* [Text block]
──────────

Another of Pinkerton’s agents was of graver character, one whose devotion to his country in the most perilous and thankless character of a spy, led to his ignominious death at Richmond. I may, therefore, call him by his real name, Timothy Webster. He was adapted to operate on the middle and lower classes of society; of great physical strength and endurance, skilled in all athletic sports, a good shot, and with a strong will and a courage bordering on rashness; yet always justifying his boldness by an ingenuity and fertility of invention which saved him from a thousand perils, and at last falling a victim only because sickness rendered him incapable of executing his otherwise successful plan of escape; a man whose exploits as the Union spy would in daring and romance equal, if not surpass, those of the Harvey Birch of Cooper.[1]

There were other agents, and among them a Mrs. Warn, a lady whom the chivalry of the Monumental City would then have pronounced as “fascinating” as some of their fair friends did Howard.

By the 15th of February Pinkerton’s machinery was fairly in running order; his agents in full communion with the clubs and secret societies of Baltimore, so that an interview was planned and brought about between Howard’s chief and a Captain Fernandina, one of the most active of the conspirators. Fernandina was an Italian, or of Italian descent. He had lived the South for many years, and was thoroughly possessed of the idea of Southern wrongs, and that the South had been outraged by the election of Lincoln; and, educated with Italian ideas, he justified the use of the stiletto and assassination as a means of preventing the President elect from taking his seat in the Executive chair. He was an enthusiast and a fanatic. In the interview with Fernandina, which took place at —— saloon, in the presence of some of the military company which he commanded—his lieutenant and others in their confidence—in the course of the conversation Fernandina, believing he was addressing a thorough secessionist, said; “Lincoln shall never, never be President. My life,” said he, “is of no consequence. I am willing to give it for his. I will sell my life for that of that abolitionist. As Orsini gave his life for Italy, I am ready to die for the rights of the South.”

──────────

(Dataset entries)
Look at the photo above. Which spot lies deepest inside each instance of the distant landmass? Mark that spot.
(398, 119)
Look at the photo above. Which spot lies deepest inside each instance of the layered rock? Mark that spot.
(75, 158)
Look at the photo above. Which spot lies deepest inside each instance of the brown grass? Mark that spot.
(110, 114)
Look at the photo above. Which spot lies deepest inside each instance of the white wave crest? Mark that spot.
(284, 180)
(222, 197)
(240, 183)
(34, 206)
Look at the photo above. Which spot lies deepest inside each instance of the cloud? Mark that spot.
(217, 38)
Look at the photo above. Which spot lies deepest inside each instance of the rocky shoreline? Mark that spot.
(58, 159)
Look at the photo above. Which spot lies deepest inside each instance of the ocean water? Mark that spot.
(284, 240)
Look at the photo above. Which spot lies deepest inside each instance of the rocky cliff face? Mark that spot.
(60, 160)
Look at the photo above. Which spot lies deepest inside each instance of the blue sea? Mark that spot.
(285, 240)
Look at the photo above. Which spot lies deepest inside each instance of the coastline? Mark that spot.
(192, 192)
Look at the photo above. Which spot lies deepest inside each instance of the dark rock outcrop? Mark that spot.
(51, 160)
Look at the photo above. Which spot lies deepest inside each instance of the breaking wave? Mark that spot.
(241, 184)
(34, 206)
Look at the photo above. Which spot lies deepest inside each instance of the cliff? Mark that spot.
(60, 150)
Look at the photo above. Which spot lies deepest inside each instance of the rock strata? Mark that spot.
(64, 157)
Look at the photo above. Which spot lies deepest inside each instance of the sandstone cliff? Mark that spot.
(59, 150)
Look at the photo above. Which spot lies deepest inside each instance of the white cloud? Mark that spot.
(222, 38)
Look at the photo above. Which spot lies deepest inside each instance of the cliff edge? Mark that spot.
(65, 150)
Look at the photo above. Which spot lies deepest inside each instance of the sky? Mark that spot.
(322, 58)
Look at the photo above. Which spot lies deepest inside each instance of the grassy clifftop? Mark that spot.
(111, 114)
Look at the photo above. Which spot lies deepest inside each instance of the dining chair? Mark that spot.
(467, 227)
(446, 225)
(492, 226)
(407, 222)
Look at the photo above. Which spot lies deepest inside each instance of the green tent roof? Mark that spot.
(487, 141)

──────────

* [What the task asks] In the text about Pinkerton's agents, by what date was Pinkerton's machinery fairly in running order?

* [Full output] By the 15th of February.